Instructions to follow —
Each line of the entries that mentions the string "temple" needs to be reported.

Material to process —
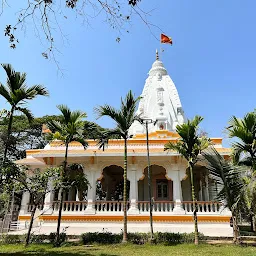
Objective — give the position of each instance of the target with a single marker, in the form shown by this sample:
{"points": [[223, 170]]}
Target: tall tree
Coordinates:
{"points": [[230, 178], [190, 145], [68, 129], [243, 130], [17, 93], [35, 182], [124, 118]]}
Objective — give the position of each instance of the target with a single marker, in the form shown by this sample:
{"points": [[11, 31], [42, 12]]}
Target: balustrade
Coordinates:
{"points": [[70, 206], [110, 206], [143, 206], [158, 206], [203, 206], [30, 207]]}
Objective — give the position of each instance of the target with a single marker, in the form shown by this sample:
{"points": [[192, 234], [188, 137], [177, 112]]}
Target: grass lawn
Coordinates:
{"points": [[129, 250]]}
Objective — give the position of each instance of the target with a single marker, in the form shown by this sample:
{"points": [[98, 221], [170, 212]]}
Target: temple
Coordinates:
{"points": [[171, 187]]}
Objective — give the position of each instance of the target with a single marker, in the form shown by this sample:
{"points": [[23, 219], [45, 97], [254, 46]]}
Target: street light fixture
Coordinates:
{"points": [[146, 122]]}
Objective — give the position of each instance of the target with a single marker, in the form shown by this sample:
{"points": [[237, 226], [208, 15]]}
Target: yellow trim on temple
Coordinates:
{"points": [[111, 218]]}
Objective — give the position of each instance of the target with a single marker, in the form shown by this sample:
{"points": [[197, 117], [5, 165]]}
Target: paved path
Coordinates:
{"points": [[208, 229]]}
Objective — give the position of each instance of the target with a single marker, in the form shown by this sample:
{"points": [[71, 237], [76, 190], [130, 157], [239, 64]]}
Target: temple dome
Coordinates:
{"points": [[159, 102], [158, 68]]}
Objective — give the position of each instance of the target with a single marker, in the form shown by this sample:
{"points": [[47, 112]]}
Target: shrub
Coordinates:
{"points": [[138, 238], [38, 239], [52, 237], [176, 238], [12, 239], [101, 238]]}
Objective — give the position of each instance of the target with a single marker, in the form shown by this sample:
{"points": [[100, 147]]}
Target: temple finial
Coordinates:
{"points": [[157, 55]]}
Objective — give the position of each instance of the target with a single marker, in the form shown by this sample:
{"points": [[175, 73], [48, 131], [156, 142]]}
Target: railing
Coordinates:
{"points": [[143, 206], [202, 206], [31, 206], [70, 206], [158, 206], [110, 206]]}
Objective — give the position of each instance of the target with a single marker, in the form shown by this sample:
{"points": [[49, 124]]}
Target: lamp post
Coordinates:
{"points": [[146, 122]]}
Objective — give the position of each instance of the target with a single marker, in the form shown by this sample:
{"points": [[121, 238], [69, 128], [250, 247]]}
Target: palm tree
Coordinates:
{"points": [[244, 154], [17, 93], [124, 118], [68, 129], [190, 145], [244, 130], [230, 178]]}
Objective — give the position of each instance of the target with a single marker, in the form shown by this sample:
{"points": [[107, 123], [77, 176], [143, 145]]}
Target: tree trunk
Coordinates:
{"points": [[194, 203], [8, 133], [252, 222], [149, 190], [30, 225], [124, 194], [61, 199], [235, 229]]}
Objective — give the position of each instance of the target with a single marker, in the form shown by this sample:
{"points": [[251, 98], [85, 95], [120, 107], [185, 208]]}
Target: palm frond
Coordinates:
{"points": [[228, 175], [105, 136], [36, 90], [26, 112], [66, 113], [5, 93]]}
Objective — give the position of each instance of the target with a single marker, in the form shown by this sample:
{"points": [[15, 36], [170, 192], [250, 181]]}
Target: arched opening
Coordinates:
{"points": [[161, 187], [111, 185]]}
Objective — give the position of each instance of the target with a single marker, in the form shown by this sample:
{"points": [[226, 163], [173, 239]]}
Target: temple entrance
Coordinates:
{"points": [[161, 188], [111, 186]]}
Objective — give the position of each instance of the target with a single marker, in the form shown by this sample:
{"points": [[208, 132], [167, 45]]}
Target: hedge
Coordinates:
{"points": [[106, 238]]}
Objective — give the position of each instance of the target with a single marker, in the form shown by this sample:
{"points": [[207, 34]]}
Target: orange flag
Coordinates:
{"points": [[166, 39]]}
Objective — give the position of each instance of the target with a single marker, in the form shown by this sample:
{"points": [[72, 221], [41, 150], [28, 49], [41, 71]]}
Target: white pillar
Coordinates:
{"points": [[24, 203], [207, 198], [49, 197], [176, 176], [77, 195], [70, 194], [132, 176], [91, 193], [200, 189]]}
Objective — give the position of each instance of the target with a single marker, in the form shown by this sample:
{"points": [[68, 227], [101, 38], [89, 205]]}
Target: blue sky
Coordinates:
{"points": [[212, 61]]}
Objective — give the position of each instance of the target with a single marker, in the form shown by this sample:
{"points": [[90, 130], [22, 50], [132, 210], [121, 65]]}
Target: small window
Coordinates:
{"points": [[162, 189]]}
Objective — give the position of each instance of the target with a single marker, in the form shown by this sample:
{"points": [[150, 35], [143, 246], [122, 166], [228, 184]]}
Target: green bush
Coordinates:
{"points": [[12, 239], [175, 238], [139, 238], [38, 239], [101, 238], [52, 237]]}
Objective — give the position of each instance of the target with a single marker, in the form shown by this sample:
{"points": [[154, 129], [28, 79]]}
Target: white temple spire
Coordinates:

Finished task —
Target: temple
Target: yellow trim on temple
Target: temple dome
Target: temple finial
Target: temple entrance
Target: white temple spire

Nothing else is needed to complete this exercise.